*PROBLEM TO SOLVE:* Reproduce the material without changes, from its first line up to and including the line with "(1182, 476)".

*Pointing records:*
— begin —

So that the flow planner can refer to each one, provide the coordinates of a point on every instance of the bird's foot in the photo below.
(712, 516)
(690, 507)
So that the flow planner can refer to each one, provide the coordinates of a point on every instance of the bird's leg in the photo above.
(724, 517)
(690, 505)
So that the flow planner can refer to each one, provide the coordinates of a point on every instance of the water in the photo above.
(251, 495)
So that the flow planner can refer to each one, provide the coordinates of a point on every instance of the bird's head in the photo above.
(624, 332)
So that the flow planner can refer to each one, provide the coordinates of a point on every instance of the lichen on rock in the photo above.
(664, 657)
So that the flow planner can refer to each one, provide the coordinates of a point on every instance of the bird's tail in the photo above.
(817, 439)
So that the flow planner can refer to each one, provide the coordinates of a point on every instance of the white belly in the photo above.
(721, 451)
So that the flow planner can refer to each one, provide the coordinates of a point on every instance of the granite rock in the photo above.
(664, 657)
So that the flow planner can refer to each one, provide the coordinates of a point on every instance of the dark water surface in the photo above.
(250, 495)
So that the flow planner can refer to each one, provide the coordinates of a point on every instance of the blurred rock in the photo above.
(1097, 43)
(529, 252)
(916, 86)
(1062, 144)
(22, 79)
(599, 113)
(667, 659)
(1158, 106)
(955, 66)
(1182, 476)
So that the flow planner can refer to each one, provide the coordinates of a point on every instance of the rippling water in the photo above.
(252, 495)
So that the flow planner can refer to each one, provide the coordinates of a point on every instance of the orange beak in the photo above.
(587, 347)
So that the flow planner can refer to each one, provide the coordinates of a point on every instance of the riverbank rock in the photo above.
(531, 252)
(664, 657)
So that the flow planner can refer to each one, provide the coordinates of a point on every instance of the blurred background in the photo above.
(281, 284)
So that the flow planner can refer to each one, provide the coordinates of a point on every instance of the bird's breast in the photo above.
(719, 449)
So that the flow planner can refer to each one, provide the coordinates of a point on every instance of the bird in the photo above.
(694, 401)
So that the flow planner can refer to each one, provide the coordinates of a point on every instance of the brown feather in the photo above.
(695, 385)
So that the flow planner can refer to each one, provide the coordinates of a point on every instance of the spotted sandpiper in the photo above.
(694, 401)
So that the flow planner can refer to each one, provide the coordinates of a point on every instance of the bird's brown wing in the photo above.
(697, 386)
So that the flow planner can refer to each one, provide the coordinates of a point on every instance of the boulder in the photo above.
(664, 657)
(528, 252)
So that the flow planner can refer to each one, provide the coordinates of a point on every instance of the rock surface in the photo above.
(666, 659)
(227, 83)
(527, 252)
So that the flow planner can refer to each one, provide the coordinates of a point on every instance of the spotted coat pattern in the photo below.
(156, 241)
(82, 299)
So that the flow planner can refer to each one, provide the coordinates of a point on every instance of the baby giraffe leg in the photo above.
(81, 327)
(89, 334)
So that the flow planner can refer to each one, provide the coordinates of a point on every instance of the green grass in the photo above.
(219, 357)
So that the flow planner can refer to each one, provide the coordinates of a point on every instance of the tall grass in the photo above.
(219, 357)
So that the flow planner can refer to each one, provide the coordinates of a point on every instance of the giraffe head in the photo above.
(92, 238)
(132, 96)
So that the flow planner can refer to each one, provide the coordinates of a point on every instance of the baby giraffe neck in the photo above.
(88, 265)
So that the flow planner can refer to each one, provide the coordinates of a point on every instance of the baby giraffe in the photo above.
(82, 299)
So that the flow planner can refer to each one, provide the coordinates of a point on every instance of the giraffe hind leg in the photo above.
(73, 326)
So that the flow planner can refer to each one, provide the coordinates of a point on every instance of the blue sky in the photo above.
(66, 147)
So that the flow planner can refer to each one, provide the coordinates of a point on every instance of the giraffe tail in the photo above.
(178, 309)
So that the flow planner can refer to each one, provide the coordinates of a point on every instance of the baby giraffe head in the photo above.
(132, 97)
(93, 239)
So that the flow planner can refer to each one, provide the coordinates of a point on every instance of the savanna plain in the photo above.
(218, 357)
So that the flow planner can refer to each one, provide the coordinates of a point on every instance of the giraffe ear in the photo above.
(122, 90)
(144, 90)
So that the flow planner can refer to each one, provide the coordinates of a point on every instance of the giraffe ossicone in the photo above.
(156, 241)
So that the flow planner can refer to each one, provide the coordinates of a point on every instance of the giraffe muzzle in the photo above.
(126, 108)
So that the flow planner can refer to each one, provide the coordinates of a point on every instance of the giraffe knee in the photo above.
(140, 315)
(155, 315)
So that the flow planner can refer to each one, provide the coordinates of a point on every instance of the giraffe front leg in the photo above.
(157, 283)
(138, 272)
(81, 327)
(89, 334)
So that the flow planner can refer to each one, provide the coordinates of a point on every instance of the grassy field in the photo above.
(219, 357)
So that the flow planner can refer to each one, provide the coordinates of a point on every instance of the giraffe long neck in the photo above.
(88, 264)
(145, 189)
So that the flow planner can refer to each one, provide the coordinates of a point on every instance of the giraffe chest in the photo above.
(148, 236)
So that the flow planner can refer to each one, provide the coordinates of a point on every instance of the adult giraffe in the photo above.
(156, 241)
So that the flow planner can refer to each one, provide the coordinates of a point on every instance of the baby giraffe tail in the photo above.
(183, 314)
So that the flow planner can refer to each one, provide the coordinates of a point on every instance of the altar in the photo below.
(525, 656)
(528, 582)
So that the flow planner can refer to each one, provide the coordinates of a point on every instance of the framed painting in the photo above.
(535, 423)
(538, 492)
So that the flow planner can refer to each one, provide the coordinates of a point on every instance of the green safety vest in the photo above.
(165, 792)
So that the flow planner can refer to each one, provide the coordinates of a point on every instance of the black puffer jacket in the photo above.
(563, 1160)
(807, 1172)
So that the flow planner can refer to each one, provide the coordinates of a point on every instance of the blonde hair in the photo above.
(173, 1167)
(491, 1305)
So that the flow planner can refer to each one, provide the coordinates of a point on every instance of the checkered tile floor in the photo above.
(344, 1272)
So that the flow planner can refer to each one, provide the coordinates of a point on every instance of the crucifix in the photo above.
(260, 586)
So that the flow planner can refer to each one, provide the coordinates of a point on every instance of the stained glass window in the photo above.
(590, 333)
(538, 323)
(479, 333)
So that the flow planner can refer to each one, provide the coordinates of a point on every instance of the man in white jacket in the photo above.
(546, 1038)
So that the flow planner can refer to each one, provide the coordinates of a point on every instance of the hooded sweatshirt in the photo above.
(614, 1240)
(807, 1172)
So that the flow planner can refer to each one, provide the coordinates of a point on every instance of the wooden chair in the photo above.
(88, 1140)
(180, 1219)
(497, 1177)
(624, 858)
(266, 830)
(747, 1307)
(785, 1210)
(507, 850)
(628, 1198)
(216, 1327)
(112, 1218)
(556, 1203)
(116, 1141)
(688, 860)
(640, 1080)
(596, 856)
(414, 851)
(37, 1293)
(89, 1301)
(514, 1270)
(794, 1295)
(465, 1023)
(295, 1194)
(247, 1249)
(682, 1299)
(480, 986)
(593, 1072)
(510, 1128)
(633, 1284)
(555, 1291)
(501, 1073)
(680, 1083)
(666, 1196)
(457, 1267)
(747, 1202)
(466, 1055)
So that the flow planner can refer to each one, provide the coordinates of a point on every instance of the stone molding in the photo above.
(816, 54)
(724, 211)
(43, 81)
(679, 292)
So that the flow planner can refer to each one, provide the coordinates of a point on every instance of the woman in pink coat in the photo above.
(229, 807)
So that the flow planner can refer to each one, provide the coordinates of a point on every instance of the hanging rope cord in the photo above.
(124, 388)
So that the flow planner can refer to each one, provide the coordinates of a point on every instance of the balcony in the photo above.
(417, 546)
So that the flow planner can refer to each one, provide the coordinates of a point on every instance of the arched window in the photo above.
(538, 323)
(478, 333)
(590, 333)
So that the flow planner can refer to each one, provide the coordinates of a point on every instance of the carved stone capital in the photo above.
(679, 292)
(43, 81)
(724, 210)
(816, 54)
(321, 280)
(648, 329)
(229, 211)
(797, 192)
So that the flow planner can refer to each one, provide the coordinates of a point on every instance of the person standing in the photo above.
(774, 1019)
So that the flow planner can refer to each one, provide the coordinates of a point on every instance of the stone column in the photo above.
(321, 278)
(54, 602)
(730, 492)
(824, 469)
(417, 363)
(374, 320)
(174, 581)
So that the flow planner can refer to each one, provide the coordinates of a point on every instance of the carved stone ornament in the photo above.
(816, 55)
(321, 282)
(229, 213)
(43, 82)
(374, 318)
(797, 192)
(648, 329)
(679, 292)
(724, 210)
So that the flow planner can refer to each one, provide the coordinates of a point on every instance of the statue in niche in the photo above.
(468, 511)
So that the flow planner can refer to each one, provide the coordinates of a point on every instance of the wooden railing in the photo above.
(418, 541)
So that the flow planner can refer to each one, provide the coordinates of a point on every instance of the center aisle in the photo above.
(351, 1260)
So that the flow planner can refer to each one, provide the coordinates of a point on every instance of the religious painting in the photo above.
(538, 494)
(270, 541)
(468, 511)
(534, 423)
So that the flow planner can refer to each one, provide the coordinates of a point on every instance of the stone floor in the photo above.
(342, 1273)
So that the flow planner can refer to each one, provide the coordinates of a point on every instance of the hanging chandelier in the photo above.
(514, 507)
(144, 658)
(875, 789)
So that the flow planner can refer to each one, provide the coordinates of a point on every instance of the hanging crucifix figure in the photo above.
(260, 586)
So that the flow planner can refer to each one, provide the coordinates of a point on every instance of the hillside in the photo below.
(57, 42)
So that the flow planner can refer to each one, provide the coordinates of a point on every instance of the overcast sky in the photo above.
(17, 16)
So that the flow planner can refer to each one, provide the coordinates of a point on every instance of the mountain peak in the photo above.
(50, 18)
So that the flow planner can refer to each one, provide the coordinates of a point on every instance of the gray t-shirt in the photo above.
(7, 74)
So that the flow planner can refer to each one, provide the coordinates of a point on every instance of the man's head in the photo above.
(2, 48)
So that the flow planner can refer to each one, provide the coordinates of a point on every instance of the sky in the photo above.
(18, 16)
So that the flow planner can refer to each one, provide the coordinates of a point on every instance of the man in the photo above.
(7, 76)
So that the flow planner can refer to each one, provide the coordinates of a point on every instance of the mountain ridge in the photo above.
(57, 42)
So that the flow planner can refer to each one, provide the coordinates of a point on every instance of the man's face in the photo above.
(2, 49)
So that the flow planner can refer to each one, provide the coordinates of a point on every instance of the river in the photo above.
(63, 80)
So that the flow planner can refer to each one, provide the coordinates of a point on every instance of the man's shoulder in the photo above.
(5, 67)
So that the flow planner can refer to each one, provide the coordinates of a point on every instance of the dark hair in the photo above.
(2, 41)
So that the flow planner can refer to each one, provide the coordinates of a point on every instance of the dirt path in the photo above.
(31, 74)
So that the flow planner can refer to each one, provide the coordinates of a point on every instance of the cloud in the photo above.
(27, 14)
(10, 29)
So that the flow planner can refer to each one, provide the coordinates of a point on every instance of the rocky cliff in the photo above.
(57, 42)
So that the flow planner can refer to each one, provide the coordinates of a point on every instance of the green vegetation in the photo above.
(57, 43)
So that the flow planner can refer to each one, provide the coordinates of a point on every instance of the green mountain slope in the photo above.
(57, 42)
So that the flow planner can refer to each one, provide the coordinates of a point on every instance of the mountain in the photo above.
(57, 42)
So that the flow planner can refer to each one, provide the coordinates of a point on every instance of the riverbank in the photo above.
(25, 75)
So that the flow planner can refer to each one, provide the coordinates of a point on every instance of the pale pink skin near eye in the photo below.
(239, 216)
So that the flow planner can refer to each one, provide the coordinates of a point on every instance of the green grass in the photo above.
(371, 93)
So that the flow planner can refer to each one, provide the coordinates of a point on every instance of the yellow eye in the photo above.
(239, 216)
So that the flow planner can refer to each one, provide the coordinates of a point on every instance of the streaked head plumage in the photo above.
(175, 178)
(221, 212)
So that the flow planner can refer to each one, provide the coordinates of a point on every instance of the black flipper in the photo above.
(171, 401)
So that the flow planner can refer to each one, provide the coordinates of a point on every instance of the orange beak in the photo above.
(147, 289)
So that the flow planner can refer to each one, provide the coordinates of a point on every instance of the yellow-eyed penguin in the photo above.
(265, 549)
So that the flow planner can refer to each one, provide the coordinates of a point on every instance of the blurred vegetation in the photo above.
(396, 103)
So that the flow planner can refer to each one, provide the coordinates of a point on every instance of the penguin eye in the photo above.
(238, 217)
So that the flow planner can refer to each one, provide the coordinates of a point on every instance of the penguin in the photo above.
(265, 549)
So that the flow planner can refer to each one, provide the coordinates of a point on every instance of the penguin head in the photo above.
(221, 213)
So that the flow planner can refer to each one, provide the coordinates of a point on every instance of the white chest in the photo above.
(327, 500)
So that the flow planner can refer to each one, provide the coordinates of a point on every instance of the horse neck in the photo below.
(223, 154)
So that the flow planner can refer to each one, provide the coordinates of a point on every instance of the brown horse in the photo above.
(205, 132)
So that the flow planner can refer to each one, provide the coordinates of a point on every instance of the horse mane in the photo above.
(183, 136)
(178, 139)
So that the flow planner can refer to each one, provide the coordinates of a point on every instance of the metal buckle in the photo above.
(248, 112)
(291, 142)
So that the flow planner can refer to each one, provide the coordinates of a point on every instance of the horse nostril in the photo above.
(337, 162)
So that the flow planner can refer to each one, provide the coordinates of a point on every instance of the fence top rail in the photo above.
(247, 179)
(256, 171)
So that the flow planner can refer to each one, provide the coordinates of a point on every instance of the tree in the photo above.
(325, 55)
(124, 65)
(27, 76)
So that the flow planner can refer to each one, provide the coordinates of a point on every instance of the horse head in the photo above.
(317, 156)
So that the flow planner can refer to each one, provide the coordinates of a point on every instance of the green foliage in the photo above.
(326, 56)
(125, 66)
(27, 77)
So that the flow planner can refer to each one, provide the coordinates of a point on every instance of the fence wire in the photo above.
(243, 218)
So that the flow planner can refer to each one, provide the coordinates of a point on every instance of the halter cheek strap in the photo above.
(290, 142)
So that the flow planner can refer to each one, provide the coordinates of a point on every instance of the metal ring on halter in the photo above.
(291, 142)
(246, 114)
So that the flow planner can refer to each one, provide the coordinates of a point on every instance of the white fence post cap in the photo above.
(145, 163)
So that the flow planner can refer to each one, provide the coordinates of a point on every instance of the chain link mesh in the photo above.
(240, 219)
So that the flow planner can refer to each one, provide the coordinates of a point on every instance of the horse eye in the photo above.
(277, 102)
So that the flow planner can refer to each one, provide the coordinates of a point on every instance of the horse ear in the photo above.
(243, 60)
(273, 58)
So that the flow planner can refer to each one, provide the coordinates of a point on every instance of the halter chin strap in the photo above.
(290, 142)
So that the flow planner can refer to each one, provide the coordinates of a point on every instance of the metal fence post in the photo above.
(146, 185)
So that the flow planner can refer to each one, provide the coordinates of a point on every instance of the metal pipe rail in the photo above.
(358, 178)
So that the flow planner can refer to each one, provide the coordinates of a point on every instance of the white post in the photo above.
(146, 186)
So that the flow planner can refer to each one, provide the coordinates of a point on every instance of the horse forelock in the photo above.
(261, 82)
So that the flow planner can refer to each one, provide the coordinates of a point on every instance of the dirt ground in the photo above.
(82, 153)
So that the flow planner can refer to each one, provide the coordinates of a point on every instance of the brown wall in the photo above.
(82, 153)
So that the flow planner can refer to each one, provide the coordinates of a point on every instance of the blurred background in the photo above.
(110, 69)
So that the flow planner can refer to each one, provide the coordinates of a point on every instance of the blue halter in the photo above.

— end —

*ANSWER TO THE TASK:*
So that the flow planner can refer to each one, provide the coordinates of a point on every instance of the bird's foot in the photo below.
(712, 516)
(690, 507)
So that the flow planner can refer to each one, provide the coordinates of a point on every instance of the bird's leg in the photo above.
(724, 517)
(690, 505)
So that the flow planner can refer to each one, provide the coordinates of a point on every instance of the water in the photo above.
(251, 495)
So that the flow planner can refer to each one, provide the coordinates of a point on every instance of the bird's head in the photo above.
(624, 332)
So that the flow planner can refer to each one, provide the coordinates of a point on every instance of the lichen on rock in the photo above.
(664, 657)
So that the flow planner can refer to each one, provide the coordinates of a point on every instance of the bird's tail in the photo above.
(817, 439)
So that the flow planner can refer to each one, provide the coordinates of a point on every instance of the white belly in the photo above.
(721, 451)
So that the flow planner can refer to each one, provide the coordinates of a point on every instance of the granite rock in the photo above.
(664, 657)
So that the flow planner can refer to each one, provide the coordinates of a point on every instance of the dark water surface in the photo above.
(250, 495)
So that the flow planner can refer to each one, provide the coordinates of a point on every instance of the blurred rock in the photo above.
(1097, 43)
(529, 252)
(916, 86)
(1062, 144)
(22, 79)
(599, 113)
(667, 659)
(1158, 106)
(955, 66)
(1182, 476)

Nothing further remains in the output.